## What needs to be done
Restate every entry verbatim; drop the pictures.
-- Record excerpts follows --
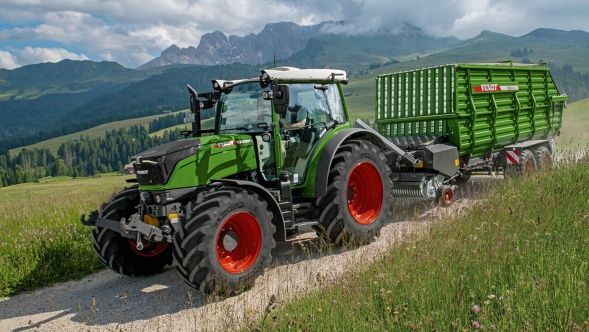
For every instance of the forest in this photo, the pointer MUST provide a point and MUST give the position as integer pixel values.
(81, 157)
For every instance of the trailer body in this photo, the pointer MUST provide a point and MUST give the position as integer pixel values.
(479, 108)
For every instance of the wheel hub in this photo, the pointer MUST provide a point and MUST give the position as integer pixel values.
(239, 242)
(364, 193)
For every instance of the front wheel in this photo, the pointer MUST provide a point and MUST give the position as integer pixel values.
(119, 253)
(358, 199)
(225, 241)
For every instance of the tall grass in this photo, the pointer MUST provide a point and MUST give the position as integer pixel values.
(516, 261)
(41, 238)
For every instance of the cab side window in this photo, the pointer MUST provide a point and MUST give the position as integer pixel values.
(335, 103)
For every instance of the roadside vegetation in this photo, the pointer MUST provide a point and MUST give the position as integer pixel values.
(517, 260)
(41, 238)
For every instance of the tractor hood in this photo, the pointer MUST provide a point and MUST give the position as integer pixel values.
(188, 162)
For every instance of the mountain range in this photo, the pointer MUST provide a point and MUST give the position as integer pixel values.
(287, 40)
(54, 98)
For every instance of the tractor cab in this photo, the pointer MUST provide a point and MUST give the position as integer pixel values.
(286, 111)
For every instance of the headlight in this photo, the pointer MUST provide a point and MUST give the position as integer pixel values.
(159, 198)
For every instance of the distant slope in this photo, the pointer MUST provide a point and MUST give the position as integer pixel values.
(158, 92)
(32, 97)
(164, 91)
(98, 131)
(66, 76)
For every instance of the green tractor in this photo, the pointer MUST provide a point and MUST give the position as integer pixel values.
(282, 154)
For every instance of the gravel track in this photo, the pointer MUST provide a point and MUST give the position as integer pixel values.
(107, 301)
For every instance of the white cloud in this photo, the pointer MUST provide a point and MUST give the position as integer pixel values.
(132, 31)
(30, 55)
(8, 61)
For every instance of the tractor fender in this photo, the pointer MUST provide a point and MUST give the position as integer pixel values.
(324, 165)
(278, 220)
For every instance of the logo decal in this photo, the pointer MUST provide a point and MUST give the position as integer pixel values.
(232, 143)
(495, 88)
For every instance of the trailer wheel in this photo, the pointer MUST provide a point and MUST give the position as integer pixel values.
(462, 179)
(225, 241)
(544, 158)
(119, 253)
(358, 199)
(527, 165)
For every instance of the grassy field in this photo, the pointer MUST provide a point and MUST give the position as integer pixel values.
(41, 238)
(574, 135)
(516, 261)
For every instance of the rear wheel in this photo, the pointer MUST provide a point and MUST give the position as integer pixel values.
(358, 199)
(120, 253)
(544, 158)
(225, 241)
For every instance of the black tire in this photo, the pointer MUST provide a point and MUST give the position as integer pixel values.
(445, 195)
(527, 165)
(356, 167)
(203, 258)
(119, 253)
(544, 160)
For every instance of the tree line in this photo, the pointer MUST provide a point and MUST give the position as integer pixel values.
(84, 156)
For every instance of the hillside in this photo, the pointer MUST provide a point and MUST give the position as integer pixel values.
(151, 96)
(33, 97)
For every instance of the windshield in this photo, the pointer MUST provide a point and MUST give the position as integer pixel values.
(243, 108)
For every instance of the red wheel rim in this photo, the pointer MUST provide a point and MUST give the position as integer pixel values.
(448, 195)
(245, 227)
(150, 249)
(364, 193)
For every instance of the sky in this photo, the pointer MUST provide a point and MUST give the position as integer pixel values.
(132, 32)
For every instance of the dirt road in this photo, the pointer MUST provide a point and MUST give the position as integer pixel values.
(107, 301)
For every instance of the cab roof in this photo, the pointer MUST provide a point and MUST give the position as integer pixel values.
(289, 74)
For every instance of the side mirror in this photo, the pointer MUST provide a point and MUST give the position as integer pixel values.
(280, 92)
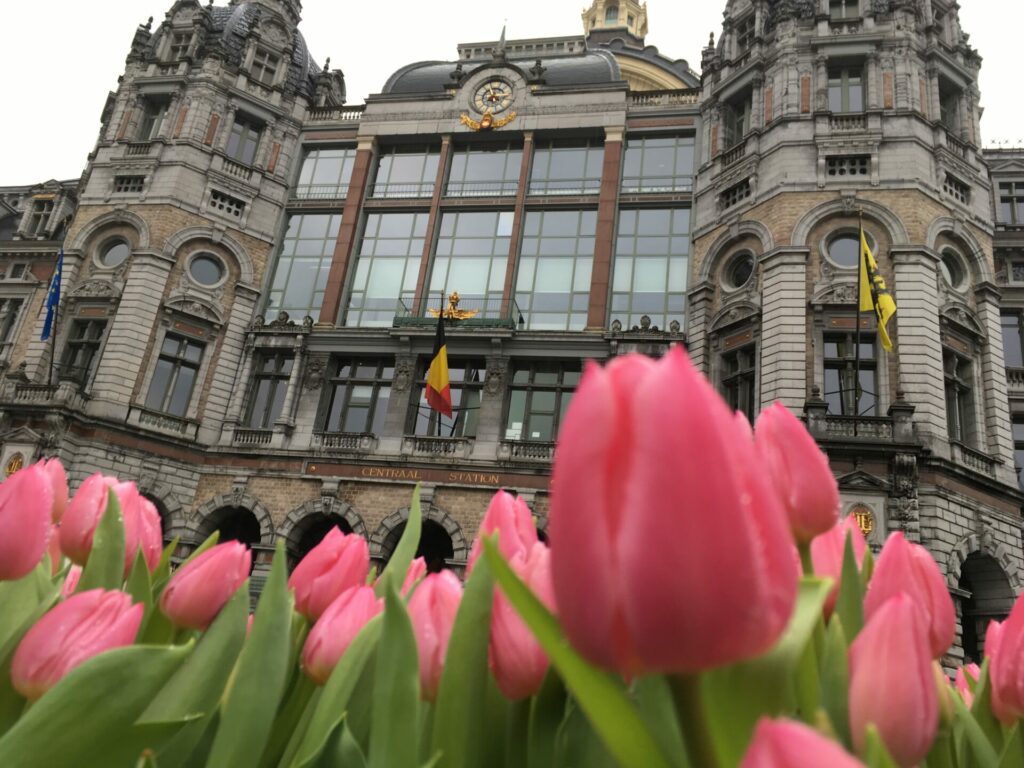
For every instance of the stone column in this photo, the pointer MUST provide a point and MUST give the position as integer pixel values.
(783, 324)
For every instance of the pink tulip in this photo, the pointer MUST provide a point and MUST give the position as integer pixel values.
(58, 479)
(339, 562)
(908, 567)
(827, 551)
(336, 629)
(516, 658)
(654, 486)
(74, 631)
(26, 504)
(510, 517)
(432, 608)
(784, 743)
(891, 682)
(82, 516)
(799, 470)
(200, 589)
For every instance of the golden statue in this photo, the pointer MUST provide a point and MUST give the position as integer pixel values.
(452, 311)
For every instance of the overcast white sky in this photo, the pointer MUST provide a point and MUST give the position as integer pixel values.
(60, 57)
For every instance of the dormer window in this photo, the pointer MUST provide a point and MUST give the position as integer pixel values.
(264, 69)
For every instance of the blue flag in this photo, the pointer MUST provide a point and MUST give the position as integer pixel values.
(52, 298)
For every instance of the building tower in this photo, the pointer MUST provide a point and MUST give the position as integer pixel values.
(818, 114)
-- Record excerpts concluded --
## Solution for this task
For every instance of the forest in this photo, the pointer MUST provide a point and MUST give the position as integer pixel values.
(81, 157)
For every instance of the trailer body in this photo, the pointer MUST provide a point and MUST give the position as integer pixel values.
(479, 108)
For every instance of the wheel hub in this photo, the pointer MUST provide a point and MUST give the position as integer pixel values.
(239, 242)
(364, 193)
For every instance of the front wheel in this photo, the pointer MUST provide a point and MUST give the position as integer pixel values.
(119, 253)
(358, 199)
(225, 241)
For every instance of the tall grass in this photo, the pointer MUST provide a point and MUST give the position as integer pixel values.
(516, 261)
(41, 238)
For every instance of the cab side window in this photo, the pointer MUST provide a point and MUST give the position as integer pixel values.
(335, 103)
For every instance of the roadside vegetation in this photo, the pointer MUST provide a point and MUST give the position as integer pixel values.
(517, 260)
(41, 238)
For every instance of the tractor hood in this photo, the pointer MUST provide a point and MUST give the position as integer pixel values.
(188, 162)
For every instance of the mountain range in this photo, the pointer MUST provide a point and MUST give the position as integer pixel values.
(287, 40)
(54, 98)
For every instance of the tractor cab in this photo, the pointer MUST provide a point and MUST give the position as integer pixel values.
(286, 111)
For every instance of the headlight in this photo, the pointer MUST provide a point and MUST give the position as integer pixel values.
(159, 198)
For every instance of the distant slope in this photo, the pointer MUST provide a point and MUST give the position as integer pixel values.
(158, 92)
(32, 97)
(164, 91)
(98, 131)
(66, 76)
For every instance of the green tractor in this photo, the pointer MUST provide a point and MUST give the position as integer pixel values.
(282, 154)
For every instance of the gravel track in this photo, the pointer MUST provide a point and MUST give the position as integer pixel values.
(107, 301)
For every instance of the white cloud in this photo, the pointer MUST provide a point and MUST give the position as integer pixel values.
(132, 31)
(30, 55)
(8, 61)
For every instance of the tractor fender in this photo, the pointer MUST provide a point and MUST give the position as integer pixel values.
(324, 165)
(278, 220)
For every instance of the logo decal in this photo, the pointer MUST provide a point and MUST give the position as integer pixel values.
(232, 143)
(495, 88)
For every instance of the trailer wheel in this photo, the pointer MUST provide a point and MUST give the position as integer pixel values.
(462, 179)
(225, 241)
(544, 158)
(119, 253)
(358, 199)
(527, 165)
For every instance of the grassy field in this photo, the pointer MUST provide a point and MUST give the position as integer pixel values.
(41, 238)
(574, 135)
(516, 261)
For every instance of the rear wheel in this photo, the pointer MUST provide a point and MUST give the position as integer pixel values.
(358, 199)
(120, 253)
(544, 158)
(225, 241)
For every instance of the black tire in this photo, the pointer MUST provide a point and MUST give the position as integer pixel values.
(445, 195)
(527, 165)
(356, 167)
(203, 258)
(119, 253)
(544, 160)
For every instance of the tree line in this photo, the pointer MUST provide a point and MUST give the position as integer pixel values.
(84, 156)
For every instance of the hillside in this photo, the pointer MUST provide a point and MUST give the position as integer pixel values.
(151, 96)
(33, 97)
For every instance of the windshield in this photo, the pointer MUST provide a point and MUST give the position as integer pixel values.
(243, 108)
For every instance of the red wheel rim in this photo, the pointer MUST provide a point and MUST give the position as integer pixel values.
(448, 195)
(245, 227)
(150, 249)
(364, 193)
For every instance of the sky in this photo, the pointer MUST provide a point and MUST give the position as integer pixel values.
(132, 32)
For every instance of the dirt road in this photo, the pointer MUST provide a point and MUST give the position as integer pixel values.
(107, 301)
For every instance of the cab roof in this photo, the pointer MUST provide a point and MUST give the position as integer pixel values.
(289, 74)
For every instance of the side mirror in this photo, the pointer MUST provide a point and MUST give the position as integer pixel values.
(280, 92)
For every instance of the stone column in this photo, the pointer MUST provide a point and MUST give the position as integer pixel values.
(783, 324)
For every instance of the pink tulip in this photo, the pointer MUST provide a point and MUST give the position as integer pixel values.
(58, 479)
(339, 562)
(908, 567)
(827, 551)
(336, 629)
(516, 658)
(654, 486)
(74, 631)
(26, 504)
(510, 517)
(432, 608)
(784, 743)
(891, 682)
(82, 516)
(799, 470)
(200, 589)
For every instance of the golden statue in this photo, the pointer MUST provide a point and MUST give the position as integer pixel values.
(452, 311)
For every instance of the overcast white sky in this photo, the pointer MUST provide a point and MUST give the position as integer pixel values.
(60, 57)
For every instance of the dormer window in this photo, the pointer MUST provide a point and MUST give the position as integer pixel values.
(264, 69)
For every instance of the blue flag in this photo, the pointer MUST provide a point and MUST give the position as integer pixel values.
(52, 298)
For every instance of the building tower in this photo, the pointer MUST provide a point and MUST give the position as integer pixel values.
(818, 114)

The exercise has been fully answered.